> **Tâche demandée 1**
D'après l'extrait sur la forêt et la zone à bâtir, sur quelle distance depuis la lisière de la forêt le canton recourant dit-il qu'il est interdit de construire ?

> **Extrait du document**
___

La constatation, par le Département cantonal, de la nature forestière
d'un
terrain directement voisin de la parcelle des intimés a été contestée
devant
le Tribunal administratif, mais le recours des intimés a été rejeté
sur ce
point. Le canton recourant n'aurait ainsi aucun intérêt à demander au
Tribunal fédéral de modifier, à ce propos, l'arrêt attaqué; il ne le
fait du
reste pas.
1.3 Le canton recourant fait cependant valoir que la présence d'un
massif
forestier sur la parcelle voisine de celle des intimés a pour
conséquence une
interdiction de construire sur une distance de 30 m depuis la lisière
de la
forêt; cette bande de terrain - en l'occurrence sur la parcelle des
intimés -
ne devrait par conséquent pas être incluse dans la zone à bâtir. Or
l'arrêt
attaqué, en admettant partiellement le recours des intimés, a
précisément
étendu la zone à bâtir à cet endroit.

___

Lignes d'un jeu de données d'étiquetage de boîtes
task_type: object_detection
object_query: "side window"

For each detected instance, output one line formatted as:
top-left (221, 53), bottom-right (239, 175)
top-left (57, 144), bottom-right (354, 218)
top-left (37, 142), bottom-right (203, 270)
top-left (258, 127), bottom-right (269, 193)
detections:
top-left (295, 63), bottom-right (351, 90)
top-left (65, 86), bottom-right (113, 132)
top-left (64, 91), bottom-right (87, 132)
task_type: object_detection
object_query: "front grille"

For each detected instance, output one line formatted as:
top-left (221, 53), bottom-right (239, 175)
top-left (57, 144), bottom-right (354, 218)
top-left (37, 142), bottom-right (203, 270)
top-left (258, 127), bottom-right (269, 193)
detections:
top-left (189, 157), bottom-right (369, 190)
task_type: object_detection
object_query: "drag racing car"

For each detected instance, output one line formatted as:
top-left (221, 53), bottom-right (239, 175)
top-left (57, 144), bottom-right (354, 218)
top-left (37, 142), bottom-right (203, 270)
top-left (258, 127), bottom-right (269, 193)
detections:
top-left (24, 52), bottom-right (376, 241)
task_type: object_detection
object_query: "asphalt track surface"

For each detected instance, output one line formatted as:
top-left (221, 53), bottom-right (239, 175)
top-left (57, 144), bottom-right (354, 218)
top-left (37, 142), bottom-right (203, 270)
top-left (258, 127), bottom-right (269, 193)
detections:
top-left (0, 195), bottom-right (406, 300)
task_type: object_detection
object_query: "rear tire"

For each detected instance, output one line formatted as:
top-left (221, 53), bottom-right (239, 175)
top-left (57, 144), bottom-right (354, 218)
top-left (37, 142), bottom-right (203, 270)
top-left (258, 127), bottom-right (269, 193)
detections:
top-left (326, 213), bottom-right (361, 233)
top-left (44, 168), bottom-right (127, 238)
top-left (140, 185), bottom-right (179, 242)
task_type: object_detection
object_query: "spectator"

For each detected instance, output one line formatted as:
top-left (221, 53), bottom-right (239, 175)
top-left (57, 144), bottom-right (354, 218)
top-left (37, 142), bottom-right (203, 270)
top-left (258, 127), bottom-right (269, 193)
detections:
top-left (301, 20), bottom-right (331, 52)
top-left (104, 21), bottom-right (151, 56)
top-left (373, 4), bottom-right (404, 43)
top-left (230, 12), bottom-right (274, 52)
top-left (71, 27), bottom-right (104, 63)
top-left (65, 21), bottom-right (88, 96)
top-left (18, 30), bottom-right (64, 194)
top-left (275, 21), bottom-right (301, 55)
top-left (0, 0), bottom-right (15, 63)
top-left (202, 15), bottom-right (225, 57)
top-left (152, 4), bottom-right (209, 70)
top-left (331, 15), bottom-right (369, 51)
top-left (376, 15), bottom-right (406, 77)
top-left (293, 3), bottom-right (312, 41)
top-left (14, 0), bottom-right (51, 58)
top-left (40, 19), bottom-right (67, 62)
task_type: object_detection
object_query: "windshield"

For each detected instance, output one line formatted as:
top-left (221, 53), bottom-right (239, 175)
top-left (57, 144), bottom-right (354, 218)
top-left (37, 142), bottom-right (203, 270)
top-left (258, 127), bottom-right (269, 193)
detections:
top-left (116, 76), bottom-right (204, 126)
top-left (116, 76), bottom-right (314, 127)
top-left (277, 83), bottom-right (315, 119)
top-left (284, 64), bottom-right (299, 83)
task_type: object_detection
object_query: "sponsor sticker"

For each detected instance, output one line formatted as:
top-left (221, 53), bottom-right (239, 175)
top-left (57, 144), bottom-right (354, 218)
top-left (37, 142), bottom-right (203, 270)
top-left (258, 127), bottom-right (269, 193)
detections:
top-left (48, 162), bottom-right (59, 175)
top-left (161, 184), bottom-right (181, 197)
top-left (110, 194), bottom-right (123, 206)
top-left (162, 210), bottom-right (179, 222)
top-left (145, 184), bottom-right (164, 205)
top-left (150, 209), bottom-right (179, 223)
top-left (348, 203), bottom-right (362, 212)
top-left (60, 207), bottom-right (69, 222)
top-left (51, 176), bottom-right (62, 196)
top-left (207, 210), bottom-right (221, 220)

___

> **Tâche demandée 2**
Renommez "side window" en "side mirror" dans le listing, du tout début jusqu'à la ligne contenant "top-left (64, 91), bottom-right (87, 132)", cette ligne comprise. Redonnez ces lignes sans aucun autre changement.

> **Corrigé 1**
Sur 30 m depuis la lisière de la forêt.

> **Corrigé 2**
task_type: object_detection
object_query: "side mirror"

For each detected instance, output one line formatted as:
top-left (221, 53), bottom-right (239, 175)
top-left (57, 144), bottom-right (354, 218)
top-left (37, 142), bottom-right (203, 270)
top-left (258, 127), bottom-right (269, 193)
detections:
top-left (295, 63), bottom-right (351, 90)
top-left (65, 86), bottom-right (113, 132)
top-left (64, 91), bottom-right (87, 132)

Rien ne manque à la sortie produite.